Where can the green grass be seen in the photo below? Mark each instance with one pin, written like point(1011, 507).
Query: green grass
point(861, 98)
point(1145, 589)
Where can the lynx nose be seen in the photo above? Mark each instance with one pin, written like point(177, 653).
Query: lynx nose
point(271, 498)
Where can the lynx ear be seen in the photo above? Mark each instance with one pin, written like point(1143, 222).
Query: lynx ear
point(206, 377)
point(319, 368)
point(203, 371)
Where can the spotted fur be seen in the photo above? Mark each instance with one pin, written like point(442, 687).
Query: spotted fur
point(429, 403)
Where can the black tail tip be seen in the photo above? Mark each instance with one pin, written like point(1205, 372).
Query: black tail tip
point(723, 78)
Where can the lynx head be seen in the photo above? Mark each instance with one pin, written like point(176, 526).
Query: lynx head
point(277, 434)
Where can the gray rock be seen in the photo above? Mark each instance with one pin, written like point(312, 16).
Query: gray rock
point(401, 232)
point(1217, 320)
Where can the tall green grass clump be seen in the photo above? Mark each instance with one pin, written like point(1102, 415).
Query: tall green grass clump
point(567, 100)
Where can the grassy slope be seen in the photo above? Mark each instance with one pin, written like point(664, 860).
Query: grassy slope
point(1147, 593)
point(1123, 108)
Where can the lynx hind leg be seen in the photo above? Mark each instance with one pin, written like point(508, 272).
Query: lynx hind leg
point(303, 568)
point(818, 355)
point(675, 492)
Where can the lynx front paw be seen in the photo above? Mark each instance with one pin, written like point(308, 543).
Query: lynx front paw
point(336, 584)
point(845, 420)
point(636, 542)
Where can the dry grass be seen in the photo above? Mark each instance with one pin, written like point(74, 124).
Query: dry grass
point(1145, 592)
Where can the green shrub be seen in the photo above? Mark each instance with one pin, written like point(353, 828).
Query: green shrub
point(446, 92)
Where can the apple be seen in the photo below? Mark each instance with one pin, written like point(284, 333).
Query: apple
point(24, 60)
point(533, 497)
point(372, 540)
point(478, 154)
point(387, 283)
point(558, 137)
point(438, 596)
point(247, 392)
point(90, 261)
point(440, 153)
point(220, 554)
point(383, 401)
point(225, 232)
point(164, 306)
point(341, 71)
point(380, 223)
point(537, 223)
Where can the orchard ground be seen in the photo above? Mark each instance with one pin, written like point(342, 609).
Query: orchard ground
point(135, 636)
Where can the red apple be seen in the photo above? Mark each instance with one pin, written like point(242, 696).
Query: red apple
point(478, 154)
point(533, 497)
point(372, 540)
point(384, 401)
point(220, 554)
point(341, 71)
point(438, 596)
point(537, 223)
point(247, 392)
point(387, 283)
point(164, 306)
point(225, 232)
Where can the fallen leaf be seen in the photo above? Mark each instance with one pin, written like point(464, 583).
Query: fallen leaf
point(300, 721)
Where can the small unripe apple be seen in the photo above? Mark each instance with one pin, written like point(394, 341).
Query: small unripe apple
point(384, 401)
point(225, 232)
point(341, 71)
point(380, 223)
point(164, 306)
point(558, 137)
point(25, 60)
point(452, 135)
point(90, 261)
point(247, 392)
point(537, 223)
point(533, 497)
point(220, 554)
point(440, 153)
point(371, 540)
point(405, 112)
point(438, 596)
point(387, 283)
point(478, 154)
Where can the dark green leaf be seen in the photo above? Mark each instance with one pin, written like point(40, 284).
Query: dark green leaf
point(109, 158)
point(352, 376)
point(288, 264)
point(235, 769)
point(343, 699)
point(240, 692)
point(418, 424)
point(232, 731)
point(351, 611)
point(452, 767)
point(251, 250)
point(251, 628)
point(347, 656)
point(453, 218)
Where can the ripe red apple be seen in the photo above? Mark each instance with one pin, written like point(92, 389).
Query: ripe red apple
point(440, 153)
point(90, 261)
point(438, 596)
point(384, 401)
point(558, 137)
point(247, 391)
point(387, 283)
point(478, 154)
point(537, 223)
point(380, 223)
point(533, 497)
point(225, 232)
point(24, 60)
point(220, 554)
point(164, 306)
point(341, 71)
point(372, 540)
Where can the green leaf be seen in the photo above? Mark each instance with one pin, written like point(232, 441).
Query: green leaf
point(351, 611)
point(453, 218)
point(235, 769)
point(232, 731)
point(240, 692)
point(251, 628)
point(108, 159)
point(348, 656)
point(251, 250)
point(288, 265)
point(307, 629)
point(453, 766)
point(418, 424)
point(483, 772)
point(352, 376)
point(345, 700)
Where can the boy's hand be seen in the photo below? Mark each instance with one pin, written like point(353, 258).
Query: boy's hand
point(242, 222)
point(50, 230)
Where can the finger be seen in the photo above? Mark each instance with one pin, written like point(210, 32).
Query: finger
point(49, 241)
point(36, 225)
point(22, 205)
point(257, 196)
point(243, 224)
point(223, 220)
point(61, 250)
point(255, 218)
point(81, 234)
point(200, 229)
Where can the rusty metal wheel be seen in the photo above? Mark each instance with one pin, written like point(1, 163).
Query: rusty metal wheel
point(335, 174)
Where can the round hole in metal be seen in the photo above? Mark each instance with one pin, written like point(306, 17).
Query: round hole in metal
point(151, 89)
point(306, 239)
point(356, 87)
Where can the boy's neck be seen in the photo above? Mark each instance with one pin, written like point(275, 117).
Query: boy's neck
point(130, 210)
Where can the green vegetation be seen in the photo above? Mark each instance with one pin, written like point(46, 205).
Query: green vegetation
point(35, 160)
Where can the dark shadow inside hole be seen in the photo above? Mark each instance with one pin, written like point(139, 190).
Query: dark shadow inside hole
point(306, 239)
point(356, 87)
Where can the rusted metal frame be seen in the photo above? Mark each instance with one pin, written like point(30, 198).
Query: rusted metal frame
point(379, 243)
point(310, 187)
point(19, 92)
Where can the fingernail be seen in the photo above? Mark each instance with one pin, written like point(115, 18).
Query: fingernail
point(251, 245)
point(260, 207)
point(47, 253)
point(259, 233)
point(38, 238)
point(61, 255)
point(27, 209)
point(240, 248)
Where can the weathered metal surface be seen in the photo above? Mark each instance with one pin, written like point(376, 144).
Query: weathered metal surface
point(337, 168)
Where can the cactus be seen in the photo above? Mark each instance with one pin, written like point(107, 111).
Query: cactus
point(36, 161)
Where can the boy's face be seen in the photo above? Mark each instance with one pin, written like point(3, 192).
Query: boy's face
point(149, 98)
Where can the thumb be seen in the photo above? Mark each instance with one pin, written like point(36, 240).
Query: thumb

--------

Print the lines from the one containing "Where can the fingernail" to the one containing "point(240, 248)", both included, with no changes.

Where can the fingernail be seen in the photo above? Mark each instance with one pin, written like point(115, 18).
Query: fingernail
point(251, 245)
point(260, 207)
point(47, 253)
point(259, 233)
point(38, 238)
point(61, 255)
point(27, 209)
point(240, 248)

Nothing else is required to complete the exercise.